What I miss on the playground is humor. People approach the task of child care so seriously. Even when the kids are funny a lot of times I'm the only one laughing. In early childhood there is a lot of worry so this will change soon, and I am sure parents worried about their kids in the '70s, but at a certain point you really do have to let your kid fall on his ass or face or whatever. Not from a jungle gym, but from the eight inch-high walking bar on the Tot Lot.
i miss humor too. especially mine. i used to be more than only-sort-of funny. so i offer my wife as a counter-example (counter-examples being all i can provide to poke holes in your theory -- i try to avoid sweeping statements about a given population. except albanians. don't get me started on albanians). mrs nice guy, unlike her husband, is a laff riot. her current favorite photo of the baby is a picture of her mid-fall, with a look of "hoooolllly shit!" flashing across her panicked chubby face. it cracks her up every time she sees it, which cracks me up -- so here in one woman you have humor and a willingness to let her baby eat it ... and LAUGH at her on the way down. but i will concede one thing (dude, you're more fun to respond to when you are talking about your tibetan nanny, i'll be honest. you're too damn rational here): there are indeed some moms who just won't shut up about the precious little things sally said/did/pooped. these moms are boring. avoid them. there are moms who definitely hover and there are moms who are terrified of feeding their 3 month-old, say, a strawberry ("wait, is he allowed to eat that?!"). i think the real sad thing is a tendency i've noticed in parents to be unwilling to trust their instincts; an over-reliance on experts and a need to be omnipresent. still, i bet every generation in herstory has had these moms in it. so to say, as you did in your blog, that these people are bad for society? ninja, please. deliberate provocation is as boring as scoping stroller brands.
I also miss the opportunity to talk about other things besides mothering. I ran into a college acquaintance on the Tot Lot a few months ago and we were talking about working at home versus in an office, Ditmas Park vs. Park Slope, some old friends we had in common, and I realized how refreshing it was NOT to be talking about our babies. It seems interactions like that are very rare. Yes, I knew this woman, but not well, and I felt a kinship in that neither of us felt a need to talk about what our children were up to, even though we were very capable of watching them carefully to make sure they didn't hurt themselves.

(Excerpts from a pointing dataset)
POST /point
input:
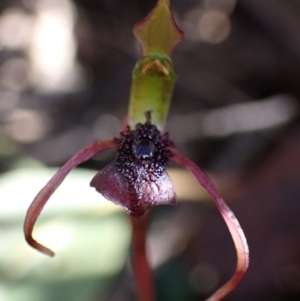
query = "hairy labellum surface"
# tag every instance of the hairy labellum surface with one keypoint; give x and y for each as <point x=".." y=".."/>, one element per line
<point x="137" y="179"/>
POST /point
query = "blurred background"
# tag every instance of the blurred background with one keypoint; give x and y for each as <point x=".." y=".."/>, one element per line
<point x="65" y="72"/>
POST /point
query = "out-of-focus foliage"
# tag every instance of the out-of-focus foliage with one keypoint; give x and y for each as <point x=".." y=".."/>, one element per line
<point x="65" y="71"/>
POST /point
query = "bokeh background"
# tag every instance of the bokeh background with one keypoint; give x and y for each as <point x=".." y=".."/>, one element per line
<point x="65" y="69"/>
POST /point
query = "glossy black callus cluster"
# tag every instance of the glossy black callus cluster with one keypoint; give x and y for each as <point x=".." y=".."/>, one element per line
<point x="137" y="179"/>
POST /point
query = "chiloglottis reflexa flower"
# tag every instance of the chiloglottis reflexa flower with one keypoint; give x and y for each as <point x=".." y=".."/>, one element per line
<point x="137" y="179"/>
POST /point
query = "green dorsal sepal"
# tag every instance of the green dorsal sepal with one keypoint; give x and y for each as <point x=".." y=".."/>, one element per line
<point x="158" y="31"/>
<point x="152" y="86"/>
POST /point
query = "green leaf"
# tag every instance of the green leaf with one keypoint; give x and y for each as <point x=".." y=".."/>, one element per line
<point x="158" y="31"/>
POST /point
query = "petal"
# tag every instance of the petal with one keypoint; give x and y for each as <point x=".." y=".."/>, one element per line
<point x="233" y="225"/>
<point x="136" y="200"/>
<point x="43" y="196"/>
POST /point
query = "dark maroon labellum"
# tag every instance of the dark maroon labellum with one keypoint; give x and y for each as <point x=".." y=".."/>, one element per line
<point x="137" y="179"/>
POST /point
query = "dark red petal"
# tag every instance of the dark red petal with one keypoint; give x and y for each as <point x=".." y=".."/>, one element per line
<point x="233" y="225"/>
<point x="43" y="196"/>
<point x="114" y="187"/>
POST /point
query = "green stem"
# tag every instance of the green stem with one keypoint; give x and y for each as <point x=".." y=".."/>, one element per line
<point x="142" y="271"/>
<point x="152" y="86"/>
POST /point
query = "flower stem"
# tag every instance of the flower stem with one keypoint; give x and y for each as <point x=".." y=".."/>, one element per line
<point x="233" y="225"/>
<point x="142" y="271"/>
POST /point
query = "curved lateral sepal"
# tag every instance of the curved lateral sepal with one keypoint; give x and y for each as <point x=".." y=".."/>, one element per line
<point x="233" y="225"/>
<point x="43" y="196"/>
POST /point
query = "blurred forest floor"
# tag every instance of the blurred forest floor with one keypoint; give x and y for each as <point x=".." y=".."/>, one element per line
<point x="65" y="72"/>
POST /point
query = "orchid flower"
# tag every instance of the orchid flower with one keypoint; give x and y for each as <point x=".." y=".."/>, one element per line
<point x="137" y="179"/>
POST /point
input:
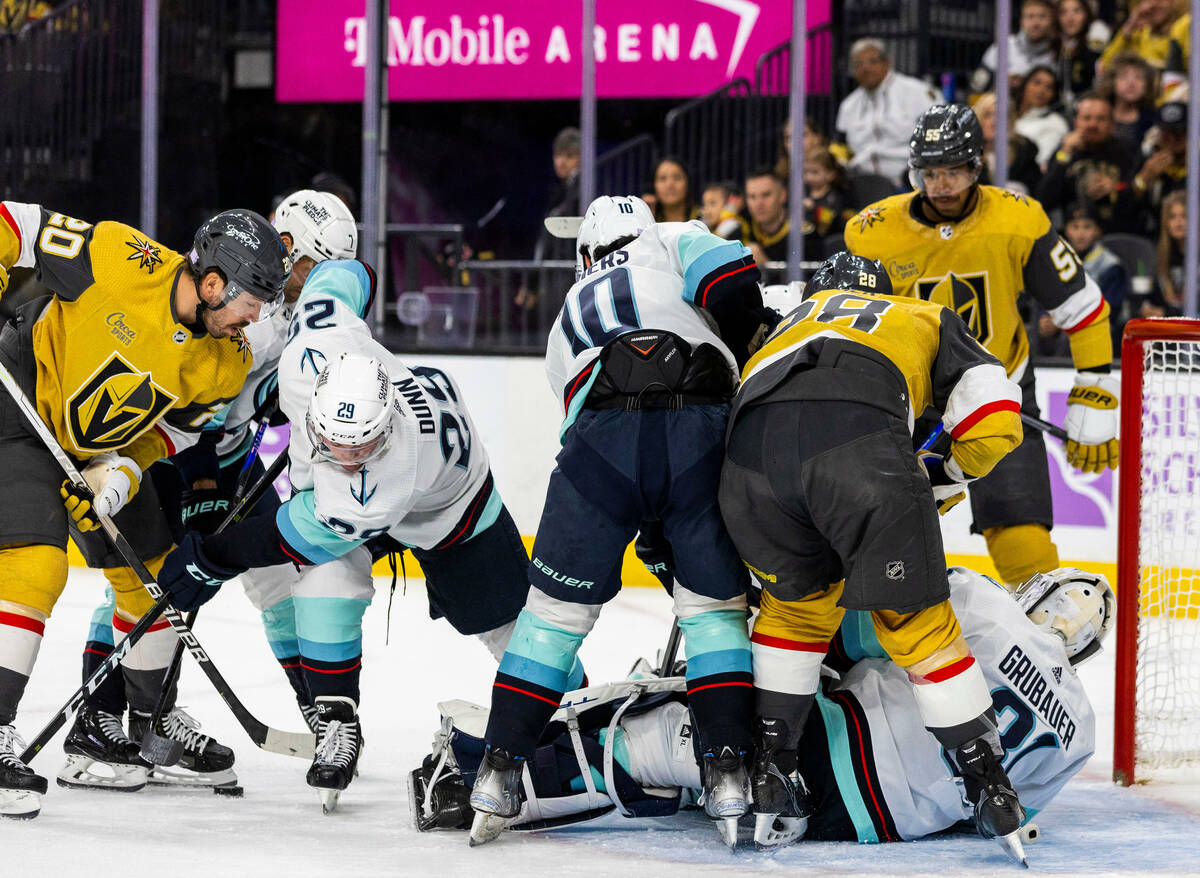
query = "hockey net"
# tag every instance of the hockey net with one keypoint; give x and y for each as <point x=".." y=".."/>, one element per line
<point x="1157" y="722"/>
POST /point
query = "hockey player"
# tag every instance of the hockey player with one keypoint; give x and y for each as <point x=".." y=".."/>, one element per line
<point x="643" y="380"/>
<point x="155" y="350"/>
<point x="378" y="450"/>
<point x="847" y="503"/>
<point x="195" y="489"/>
<point x="975" y="248"/>
<point x="874" y="774"/>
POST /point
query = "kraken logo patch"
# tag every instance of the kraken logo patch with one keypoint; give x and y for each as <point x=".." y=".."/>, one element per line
<point x="966" y="295"/>
<point x="115" y="406"/>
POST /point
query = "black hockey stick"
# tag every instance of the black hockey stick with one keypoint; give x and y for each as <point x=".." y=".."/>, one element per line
<point x="287" y="743"/>
<point x="160" y="750"/>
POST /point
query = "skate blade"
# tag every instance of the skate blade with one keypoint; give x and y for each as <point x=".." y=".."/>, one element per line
<point x="1013" y="847"/>
<point x="329" y="800"/>
<point x="19" y="804"/>
<point x="78" y="774"/>
<point x="486" y="827"/>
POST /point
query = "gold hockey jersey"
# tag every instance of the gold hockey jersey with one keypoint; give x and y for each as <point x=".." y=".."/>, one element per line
<point x="979" y="265"/>
<point x="117" y="370"/>
<point x="942" y="365"/>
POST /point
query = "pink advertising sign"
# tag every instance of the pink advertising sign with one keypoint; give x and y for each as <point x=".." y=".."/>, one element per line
<point x="505" y="49"/>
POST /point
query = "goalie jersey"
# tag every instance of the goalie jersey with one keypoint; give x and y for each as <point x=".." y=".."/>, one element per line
<point x="433" y="485"/>
<point x="865" y="752"/>
<point x="117" y="367"/>
<point x="660" y="281"/>
<point x="979" y="265"/>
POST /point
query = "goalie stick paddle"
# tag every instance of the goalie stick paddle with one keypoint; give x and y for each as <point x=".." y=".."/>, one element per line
<point x="287" y="743"/>
<point x="160" y="750"/>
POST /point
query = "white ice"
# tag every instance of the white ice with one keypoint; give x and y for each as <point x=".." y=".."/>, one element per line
<point x="277" y="829"/>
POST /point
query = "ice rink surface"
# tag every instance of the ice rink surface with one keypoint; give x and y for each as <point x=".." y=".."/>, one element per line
<point x="277" y="829"/>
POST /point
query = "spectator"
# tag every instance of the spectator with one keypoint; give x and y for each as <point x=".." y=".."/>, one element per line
<point x="1023" y="154"/>
<point x="1129" y="85"/>
<point x="767" y="205"/>
<point x="1146" y="32"/>
<point x="673" y="202"/>
<point x="1167" y="168"/>
<point x="1031" y="46"/>
<point x="1081" y="37"/>
<point x="720" y="208"/>
<point x="825" y="200"/>
<point x="1036" y="115"/>
<point x="1092" y="164"/>
<point x="876" y="119"/>
<point x="1174" y="228"/>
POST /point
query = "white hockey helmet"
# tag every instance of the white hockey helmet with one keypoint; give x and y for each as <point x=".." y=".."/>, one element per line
<point x="349" y="412"/>
<point x="1077" y="605"/>
<point x="322" y="227"/>
<point x="609" y="218"/>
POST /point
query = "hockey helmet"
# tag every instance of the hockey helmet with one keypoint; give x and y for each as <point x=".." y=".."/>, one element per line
<point x="251" y="257"/>
<point x="947" y="134"/>
<point x="321" y="226"/>
<point x="349" y="412"/>
<point x="1077" y="605"/>
<point x="844" y="270"/>
<point x="607" y="220"/>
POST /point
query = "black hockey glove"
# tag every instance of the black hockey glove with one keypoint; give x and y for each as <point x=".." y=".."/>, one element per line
<point x="190" y="576"/>
<point x="204" y="509"/>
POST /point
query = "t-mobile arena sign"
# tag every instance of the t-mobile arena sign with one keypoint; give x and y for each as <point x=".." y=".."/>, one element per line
<point x="505" y="49"/>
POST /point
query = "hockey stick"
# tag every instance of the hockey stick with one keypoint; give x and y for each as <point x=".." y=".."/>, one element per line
<point x="287" y="743"/>
<point x="156" y="749"/>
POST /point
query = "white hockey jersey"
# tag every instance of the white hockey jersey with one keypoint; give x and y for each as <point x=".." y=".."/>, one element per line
<point x="433" y="483"/>
<point x="658" y="281"/>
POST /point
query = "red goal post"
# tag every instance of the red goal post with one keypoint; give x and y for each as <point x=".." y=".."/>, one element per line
<point x="1157" y="702"/>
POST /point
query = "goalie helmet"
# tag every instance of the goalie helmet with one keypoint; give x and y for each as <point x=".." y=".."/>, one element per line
<point x="607" y="220"/>
<point x="349" y="412"/>
<point x="322" y="227"/>
<point x="1077" y="605"/>
<point x="844" y="270"/>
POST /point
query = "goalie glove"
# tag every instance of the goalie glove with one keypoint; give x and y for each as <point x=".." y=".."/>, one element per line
<point x="946" y="477"/>
<point x="1092" y="422"/>
<point x="113" y="481"/>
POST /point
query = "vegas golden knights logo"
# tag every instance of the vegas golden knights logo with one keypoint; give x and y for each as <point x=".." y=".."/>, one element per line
<point x="114" y="407"/>
<point x="966" y="295"/>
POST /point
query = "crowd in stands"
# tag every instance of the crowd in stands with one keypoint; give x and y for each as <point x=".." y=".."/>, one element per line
<point x="1097" y="133"/>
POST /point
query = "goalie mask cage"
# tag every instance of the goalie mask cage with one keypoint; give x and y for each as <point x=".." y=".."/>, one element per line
<point x="1157" y="721"/>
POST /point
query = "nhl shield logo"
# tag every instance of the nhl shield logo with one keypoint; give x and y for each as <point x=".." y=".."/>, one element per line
<point x="113" y="407"/>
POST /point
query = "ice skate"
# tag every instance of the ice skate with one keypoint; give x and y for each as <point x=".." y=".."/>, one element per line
<point x="204" y="763"/>
<point x="726" y="794"/>
<point x="496" y="797"/>
<point x="101" y="756"/>
<point x="339" y="743"/>
<point x="997" y="811"/>
<point x="21" y="789"/>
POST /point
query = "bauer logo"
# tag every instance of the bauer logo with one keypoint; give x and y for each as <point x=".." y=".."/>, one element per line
<point x="114" y="406"/>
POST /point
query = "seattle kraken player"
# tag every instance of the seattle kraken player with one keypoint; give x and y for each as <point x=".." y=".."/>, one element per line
<point x="643" y="359"/>
<point x="892" y="783"/>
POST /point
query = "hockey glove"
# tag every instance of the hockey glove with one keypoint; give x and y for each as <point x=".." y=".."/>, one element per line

THE PROBLEM:
Please pick up the comments about humor and parenting on the playground and keep writing them from the point where they stop.

OUTPUT BELOW:
word. my favorite neighborhood mom right now is a little older -- has a 12 year old and an 8 year old. on mondays, my day home, we occasionally meet up and drink too much wine on the stoop while her 12-year-old watches my 1-year-old inside. we talk about our kids as little as possible, unless her kid accidentally runs the dishwasher with mine in it. i really and truly don't know many moms who talk exclusively about their progeny. they tend not to be people i'd enjoy hanging out with. i do have momfriends with whom the conversation usually tends towards parenting, but that's because these moms are my peers, going through similar things, with similar questions. it's one thing to get the official line from dr. spock or whatever, but often it's in the trenches that you learn the dirty truth and awesome parenting hacks.
I mentioned on my blog a new book by Linda Hirshman that basically takes SAHMs to task for setting feminism back. She thinks the way to insure that women work is for them to a) marry older or much younger because older men are more settled in their careers and younger men are unsettled enough thatthey can put in time at home, b) have one child, and c) make their husbands do a lot of the housework.
i honestly have no opinion on the state of feminism.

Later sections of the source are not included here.